## REQUISITI DELL'ESERCIZIO
Trascrivi senza alcuna modifica le righe a partire da quella che contiene "rock surface, written" e fino a quella che contiene "x=444 y=497", includendo entrambe.

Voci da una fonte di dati
%%

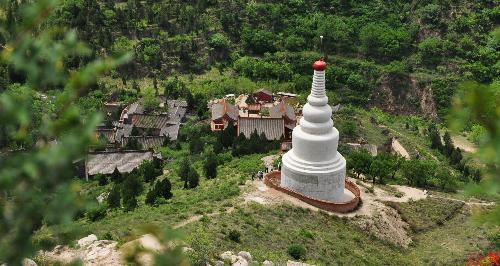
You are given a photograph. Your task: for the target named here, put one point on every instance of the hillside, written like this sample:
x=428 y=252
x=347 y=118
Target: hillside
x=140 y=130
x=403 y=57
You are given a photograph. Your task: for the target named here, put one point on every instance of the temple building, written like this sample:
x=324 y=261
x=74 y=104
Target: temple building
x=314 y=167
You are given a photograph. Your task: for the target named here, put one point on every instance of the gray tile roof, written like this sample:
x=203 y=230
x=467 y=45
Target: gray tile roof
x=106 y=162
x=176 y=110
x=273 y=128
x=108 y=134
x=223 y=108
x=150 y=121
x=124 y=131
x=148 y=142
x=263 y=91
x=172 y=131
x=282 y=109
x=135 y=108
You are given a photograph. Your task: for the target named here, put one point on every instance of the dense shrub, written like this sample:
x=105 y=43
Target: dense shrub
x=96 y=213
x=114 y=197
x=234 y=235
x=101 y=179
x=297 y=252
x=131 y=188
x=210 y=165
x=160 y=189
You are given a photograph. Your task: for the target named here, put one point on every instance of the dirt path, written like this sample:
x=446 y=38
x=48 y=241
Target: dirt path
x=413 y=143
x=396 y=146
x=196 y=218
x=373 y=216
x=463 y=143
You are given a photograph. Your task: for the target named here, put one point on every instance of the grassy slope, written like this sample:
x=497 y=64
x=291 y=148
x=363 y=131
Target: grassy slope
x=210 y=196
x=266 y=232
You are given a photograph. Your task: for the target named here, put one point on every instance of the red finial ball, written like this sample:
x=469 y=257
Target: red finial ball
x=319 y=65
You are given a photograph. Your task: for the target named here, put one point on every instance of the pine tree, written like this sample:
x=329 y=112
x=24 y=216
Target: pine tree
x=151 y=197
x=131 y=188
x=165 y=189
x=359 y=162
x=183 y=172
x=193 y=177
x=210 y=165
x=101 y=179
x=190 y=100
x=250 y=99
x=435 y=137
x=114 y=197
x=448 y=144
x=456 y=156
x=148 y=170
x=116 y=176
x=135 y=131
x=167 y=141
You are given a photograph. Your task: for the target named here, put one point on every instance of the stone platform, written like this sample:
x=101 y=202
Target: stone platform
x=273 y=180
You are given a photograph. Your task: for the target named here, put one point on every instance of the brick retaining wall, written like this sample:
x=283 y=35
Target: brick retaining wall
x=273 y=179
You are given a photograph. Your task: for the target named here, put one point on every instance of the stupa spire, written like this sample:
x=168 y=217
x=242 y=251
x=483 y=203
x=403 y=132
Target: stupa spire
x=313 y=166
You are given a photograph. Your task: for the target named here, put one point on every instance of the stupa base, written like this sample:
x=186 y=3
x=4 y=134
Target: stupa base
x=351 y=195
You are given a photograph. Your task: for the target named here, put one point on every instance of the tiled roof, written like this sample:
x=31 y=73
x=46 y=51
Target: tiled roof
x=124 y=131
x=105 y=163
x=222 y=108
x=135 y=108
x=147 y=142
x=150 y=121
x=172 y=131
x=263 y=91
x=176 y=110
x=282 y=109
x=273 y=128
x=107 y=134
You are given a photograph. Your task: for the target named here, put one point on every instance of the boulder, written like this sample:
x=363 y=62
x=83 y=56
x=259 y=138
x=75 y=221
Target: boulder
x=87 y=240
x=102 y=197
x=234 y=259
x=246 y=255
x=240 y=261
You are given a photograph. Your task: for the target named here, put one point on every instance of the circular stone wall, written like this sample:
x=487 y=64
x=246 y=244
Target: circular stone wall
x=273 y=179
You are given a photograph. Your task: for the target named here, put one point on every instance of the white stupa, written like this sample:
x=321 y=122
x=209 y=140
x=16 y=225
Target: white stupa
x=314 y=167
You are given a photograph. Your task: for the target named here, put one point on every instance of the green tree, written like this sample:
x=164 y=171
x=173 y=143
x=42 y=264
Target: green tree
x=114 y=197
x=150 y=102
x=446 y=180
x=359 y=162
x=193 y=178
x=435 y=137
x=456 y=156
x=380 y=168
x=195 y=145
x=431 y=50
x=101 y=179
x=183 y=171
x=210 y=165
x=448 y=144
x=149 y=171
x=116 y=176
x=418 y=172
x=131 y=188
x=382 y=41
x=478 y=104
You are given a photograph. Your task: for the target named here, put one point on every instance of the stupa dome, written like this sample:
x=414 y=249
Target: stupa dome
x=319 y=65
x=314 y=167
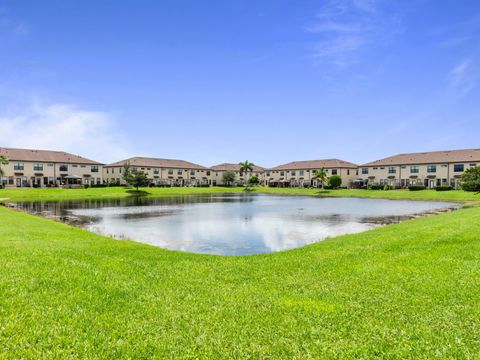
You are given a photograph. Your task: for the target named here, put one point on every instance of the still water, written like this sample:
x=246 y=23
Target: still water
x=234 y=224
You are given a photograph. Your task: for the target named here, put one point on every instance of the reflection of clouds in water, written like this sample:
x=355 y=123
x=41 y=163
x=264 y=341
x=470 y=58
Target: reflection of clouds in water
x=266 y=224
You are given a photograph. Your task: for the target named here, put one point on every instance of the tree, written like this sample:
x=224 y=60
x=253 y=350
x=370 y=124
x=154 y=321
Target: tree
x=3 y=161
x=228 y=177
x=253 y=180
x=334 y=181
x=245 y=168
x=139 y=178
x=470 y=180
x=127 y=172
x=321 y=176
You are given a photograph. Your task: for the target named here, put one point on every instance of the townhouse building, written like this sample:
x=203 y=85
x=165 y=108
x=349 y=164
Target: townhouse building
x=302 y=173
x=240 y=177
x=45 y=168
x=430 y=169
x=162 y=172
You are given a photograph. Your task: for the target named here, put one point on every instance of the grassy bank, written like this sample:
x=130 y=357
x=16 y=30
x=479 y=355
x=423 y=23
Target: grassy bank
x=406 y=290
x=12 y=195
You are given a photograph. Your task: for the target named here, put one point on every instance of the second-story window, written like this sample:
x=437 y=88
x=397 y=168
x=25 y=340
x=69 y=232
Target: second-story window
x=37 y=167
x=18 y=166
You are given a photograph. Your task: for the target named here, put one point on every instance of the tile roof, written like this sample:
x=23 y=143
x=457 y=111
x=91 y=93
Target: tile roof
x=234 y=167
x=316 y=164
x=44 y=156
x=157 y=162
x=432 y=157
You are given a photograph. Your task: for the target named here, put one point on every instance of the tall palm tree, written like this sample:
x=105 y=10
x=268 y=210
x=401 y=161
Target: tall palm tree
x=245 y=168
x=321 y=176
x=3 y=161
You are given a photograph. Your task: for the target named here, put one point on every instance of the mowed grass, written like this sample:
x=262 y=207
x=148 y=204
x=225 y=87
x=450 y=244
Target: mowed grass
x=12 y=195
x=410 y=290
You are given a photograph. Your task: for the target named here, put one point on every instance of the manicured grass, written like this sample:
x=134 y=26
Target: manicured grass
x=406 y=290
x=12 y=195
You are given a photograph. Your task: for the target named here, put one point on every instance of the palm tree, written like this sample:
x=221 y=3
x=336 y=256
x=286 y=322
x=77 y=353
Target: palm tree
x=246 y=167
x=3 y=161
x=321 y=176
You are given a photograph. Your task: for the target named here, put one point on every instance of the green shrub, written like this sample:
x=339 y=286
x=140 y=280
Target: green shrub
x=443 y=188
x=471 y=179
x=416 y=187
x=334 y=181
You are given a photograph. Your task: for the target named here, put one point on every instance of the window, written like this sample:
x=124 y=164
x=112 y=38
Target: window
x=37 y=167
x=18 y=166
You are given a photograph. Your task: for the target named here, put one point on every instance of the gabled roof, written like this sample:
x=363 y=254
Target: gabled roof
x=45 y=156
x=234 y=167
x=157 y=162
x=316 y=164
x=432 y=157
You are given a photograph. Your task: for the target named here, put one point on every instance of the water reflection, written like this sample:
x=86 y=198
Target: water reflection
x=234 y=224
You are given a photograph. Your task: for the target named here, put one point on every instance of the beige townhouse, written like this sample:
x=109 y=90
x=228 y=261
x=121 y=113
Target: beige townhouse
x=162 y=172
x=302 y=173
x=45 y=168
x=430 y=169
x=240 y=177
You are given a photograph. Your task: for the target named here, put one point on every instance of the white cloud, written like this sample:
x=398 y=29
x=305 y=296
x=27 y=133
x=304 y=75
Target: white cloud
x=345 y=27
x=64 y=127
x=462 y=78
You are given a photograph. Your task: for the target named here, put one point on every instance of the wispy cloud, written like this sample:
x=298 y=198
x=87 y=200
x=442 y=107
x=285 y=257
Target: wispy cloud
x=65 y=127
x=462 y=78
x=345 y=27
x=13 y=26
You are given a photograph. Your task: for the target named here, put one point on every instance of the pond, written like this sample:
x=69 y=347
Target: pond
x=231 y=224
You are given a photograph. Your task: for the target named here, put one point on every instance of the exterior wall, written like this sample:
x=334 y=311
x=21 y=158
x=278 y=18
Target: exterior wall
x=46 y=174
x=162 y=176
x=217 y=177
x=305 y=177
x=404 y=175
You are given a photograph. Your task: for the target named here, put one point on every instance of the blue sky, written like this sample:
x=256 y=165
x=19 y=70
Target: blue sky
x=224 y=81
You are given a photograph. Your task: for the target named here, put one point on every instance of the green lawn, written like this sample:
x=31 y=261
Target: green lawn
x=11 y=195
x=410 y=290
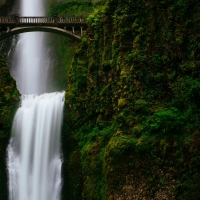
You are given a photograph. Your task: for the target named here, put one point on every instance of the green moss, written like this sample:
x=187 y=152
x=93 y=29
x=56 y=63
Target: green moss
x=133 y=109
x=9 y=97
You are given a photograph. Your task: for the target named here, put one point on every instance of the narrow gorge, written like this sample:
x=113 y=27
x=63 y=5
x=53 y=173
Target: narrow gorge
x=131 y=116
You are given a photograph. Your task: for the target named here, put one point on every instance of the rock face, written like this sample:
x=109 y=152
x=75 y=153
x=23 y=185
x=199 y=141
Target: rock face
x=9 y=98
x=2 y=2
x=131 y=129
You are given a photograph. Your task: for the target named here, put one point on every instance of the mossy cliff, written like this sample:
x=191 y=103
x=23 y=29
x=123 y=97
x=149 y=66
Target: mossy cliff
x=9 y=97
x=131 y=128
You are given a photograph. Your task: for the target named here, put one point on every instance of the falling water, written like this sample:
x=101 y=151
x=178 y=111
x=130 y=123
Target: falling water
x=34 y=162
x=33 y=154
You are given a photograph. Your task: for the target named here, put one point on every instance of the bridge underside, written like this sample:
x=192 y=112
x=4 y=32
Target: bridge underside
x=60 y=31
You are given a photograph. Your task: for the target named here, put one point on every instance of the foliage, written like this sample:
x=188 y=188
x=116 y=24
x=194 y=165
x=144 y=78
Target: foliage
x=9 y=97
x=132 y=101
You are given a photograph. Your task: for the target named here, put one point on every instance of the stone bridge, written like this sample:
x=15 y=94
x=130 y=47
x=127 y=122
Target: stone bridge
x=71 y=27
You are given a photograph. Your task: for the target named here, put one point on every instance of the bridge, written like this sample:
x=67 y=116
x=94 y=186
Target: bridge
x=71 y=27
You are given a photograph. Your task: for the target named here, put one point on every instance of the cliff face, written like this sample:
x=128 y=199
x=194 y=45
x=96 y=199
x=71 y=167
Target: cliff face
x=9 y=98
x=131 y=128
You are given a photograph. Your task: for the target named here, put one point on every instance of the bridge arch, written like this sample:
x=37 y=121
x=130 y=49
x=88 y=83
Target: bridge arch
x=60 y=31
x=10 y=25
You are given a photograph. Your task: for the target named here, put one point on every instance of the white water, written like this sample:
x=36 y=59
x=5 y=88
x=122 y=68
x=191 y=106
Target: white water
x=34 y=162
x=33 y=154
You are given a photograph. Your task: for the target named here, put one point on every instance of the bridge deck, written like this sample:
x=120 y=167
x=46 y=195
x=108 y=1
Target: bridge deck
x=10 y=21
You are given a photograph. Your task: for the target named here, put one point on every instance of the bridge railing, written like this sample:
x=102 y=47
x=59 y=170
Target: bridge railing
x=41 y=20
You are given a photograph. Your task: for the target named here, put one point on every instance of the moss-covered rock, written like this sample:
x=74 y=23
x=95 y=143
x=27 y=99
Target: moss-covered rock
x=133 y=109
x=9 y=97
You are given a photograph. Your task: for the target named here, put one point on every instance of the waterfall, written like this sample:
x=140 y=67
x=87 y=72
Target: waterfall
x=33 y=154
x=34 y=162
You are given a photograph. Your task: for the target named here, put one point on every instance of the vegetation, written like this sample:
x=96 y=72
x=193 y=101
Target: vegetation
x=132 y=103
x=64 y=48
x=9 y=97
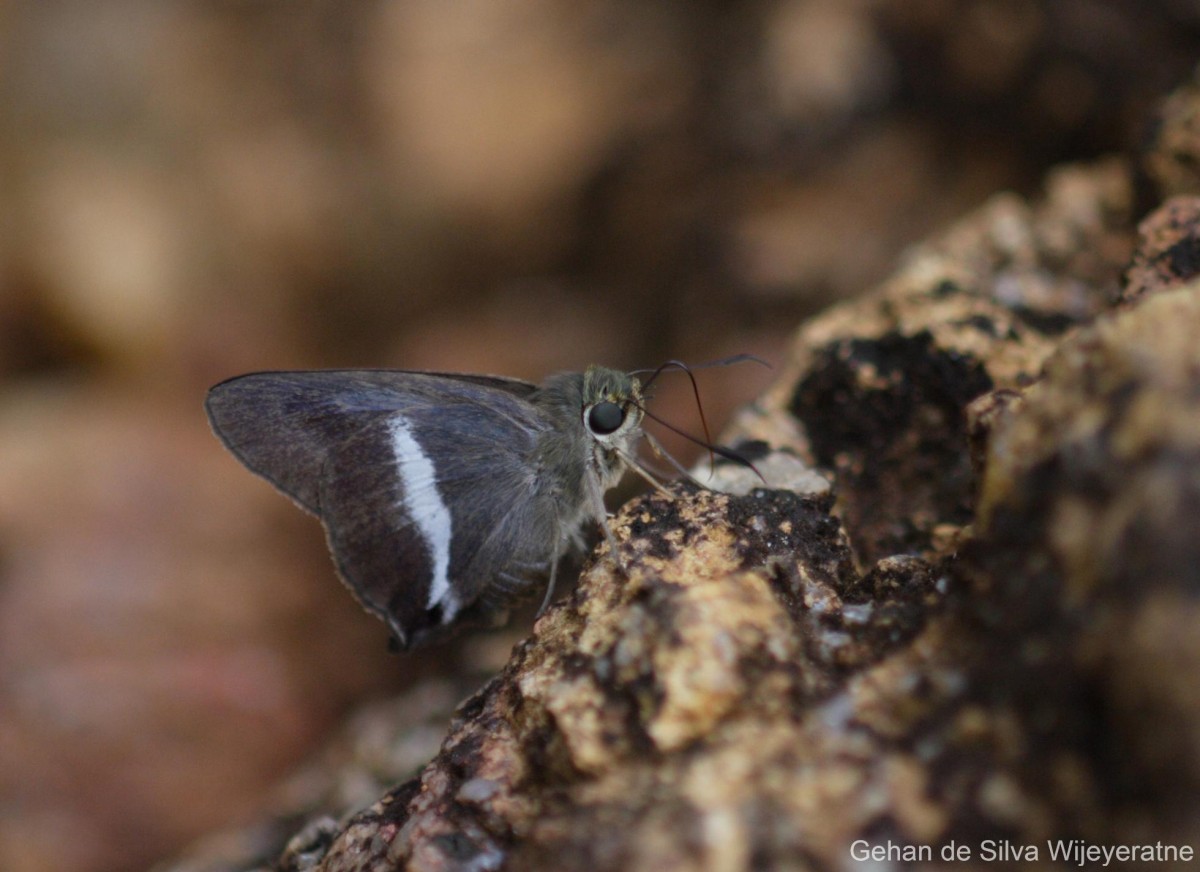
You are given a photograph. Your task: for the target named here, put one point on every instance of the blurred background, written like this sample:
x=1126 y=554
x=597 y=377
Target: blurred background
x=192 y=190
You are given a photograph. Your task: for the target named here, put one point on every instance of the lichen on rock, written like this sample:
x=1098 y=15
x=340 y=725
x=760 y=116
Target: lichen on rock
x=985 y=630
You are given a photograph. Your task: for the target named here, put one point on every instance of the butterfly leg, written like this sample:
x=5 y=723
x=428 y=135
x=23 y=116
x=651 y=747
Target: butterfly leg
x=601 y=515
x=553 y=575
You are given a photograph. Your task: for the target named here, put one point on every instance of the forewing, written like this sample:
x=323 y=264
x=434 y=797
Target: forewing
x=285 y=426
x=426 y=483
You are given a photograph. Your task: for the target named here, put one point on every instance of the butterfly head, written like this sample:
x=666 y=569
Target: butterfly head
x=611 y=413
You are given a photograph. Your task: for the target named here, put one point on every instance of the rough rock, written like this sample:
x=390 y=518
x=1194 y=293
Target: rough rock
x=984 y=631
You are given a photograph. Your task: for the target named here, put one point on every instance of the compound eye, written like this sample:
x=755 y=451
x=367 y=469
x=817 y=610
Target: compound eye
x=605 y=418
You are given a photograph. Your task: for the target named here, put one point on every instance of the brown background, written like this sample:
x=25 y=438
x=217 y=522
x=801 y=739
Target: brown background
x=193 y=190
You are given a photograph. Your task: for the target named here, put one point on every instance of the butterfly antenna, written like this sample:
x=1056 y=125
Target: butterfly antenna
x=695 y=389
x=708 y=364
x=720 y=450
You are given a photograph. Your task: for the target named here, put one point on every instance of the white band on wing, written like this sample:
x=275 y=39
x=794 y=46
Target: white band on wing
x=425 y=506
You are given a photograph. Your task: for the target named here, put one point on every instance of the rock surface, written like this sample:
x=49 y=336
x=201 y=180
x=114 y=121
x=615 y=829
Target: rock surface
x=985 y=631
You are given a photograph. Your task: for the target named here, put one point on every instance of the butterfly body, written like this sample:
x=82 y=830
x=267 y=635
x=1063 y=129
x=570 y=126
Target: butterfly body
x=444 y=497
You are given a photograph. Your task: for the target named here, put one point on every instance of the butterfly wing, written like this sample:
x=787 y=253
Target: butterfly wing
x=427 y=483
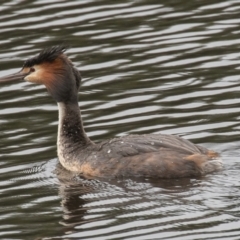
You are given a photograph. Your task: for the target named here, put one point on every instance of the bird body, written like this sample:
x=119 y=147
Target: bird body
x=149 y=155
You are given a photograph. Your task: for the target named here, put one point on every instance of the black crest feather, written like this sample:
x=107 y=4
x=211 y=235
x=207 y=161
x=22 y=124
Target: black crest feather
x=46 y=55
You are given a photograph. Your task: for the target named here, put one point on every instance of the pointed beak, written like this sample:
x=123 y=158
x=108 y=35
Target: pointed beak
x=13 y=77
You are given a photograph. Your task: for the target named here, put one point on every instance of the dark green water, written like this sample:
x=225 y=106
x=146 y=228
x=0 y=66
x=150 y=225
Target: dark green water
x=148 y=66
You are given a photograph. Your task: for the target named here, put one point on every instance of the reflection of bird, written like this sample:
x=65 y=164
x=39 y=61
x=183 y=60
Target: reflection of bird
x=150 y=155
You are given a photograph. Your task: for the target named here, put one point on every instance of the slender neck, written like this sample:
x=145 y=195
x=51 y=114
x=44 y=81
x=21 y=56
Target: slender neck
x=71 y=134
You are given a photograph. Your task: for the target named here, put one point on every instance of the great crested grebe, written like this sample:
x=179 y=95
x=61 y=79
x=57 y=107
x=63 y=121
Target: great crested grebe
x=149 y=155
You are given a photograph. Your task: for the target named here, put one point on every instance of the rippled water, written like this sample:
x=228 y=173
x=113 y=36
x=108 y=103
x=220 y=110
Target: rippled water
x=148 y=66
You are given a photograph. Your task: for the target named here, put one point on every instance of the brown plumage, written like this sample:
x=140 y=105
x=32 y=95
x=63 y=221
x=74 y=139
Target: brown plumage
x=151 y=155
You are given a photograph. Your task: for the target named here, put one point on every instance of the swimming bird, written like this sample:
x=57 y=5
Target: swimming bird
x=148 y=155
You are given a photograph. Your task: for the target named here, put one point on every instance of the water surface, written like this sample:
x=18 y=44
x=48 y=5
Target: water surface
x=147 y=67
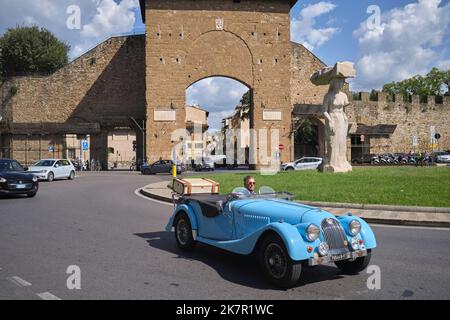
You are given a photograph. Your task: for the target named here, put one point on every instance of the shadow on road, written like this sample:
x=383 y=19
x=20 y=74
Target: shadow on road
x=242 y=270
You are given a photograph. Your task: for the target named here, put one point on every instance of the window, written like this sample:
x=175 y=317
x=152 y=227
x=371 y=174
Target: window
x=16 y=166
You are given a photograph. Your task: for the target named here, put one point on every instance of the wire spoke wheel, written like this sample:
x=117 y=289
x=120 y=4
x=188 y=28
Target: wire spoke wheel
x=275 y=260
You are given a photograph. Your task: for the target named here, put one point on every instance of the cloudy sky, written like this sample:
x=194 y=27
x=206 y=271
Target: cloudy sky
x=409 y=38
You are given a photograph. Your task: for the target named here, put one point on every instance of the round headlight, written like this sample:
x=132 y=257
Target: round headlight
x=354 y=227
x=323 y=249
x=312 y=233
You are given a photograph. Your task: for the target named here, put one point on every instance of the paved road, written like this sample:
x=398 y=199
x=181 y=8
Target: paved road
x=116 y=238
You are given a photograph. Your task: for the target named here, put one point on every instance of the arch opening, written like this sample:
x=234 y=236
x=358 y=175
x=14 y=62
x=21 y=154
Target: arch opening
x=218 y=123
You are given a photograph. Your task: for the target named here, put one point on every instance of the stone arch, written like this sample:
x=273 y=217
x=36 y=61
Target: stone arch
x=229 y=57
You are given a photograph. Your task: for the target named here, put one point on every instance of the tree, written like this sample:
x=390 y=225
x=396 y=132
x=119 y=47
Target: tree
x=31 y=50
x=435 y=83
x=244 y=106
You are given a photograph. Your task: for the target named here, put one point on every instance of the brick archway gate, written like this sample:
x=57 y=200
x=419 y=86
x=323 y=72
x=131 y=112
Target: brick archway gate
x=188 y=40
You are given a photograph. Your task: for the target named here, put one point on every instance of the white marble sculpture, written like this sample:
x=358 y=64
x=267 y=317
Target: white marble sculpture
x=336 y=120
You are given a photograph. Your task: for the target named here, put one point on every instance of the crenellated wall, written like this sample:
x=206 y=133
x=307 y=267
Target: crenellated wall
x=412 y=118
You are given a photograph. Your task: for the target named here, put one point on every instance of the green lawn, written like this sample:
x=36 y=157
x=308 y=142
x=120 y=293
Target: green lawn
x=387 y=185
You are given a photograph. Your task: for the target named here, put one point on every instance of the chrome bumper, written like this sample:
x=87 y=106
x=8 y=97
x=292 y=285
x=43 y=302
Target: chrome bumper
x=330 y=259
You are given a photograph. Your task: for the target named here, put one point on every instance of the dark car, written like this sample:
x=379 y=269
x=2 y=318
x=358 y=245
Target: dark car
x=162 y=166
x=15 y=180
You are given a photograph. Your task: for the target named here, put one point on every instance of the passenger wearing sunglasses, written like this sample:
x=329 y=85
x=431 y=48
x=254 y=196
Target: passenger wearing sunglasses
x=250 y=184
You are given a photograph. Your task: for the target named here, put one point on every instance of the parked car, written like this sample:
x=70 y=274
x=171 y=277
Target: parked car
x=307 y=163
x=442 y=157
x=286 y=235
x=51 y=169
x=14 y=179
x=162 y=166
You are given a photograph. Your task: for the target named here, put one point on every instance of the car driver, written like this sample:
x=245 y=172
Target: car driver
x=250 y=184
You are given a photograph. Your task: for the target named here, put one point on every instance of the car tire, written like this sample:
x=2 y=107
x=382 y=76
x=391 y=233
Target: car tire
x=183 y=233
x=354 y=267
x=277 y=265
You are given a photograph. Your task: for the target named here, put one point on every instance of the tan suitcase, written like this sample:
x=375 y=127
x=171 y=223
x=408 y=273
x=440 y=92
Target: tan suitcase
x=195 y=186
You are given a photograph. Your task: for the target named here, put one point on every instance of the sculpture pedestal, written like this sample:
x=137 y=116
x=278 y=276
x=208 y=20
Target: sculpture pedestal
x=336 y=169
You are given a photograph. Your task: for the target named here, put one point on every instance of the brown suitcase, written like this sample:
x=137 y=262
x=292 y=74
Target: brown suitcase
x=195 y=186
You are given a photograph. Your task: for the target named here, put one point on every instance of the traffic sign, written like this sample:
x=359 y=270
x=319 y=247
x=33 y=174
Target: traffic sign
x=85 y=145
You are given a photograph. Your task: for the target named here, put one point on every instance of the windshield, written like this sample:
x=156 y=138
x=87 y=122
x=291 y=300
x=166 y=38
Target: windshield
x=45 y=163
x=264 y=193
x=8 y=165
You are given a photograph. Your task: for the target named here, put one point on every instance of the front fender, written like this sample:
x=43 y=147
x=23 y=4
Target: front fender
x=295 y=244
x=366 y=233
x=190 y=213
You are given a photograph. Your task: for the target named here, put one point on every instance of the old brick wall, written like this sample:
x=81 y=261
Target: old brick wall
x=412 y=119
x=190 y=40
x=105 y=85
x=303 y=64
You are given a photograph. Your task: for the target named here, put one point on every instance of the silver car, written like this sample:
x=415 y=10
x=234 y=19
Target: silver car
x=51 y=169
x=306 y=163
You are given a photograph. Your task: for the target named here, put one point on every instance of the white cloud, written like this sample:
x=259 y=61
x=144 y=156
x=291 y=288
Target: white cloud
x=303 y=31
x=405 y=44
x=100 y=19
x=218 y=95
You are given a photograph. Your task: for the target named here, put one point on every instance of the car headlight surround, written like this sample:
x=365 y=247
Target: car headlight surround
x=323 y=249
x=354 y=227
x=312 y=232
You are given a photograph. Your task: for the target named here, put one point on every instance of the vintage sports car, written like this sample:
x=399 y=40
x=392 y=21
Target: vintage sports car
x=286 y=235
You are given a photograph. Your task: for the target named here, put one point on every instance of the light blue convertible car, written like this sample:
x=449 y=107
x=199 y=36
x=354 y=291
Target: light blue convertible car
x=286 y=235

%%

## IL RISULTATO
You are given a photograph. Your task: for the target named here, put one point on every instance of the rock surface, written like this sample:
x=49 y=336
x=201 y=180
x=114 y=121
x=615 y=829
Target: rock surface
x=985 y=631
You are given a photograph. Your task: for the target named here, put one point on every instance of the butterfly body, written like this sample:
x=82 y=830
x=267 y=635
x=1063 y=129
x=570 y=126
Target: butterfly body
x=444 y=497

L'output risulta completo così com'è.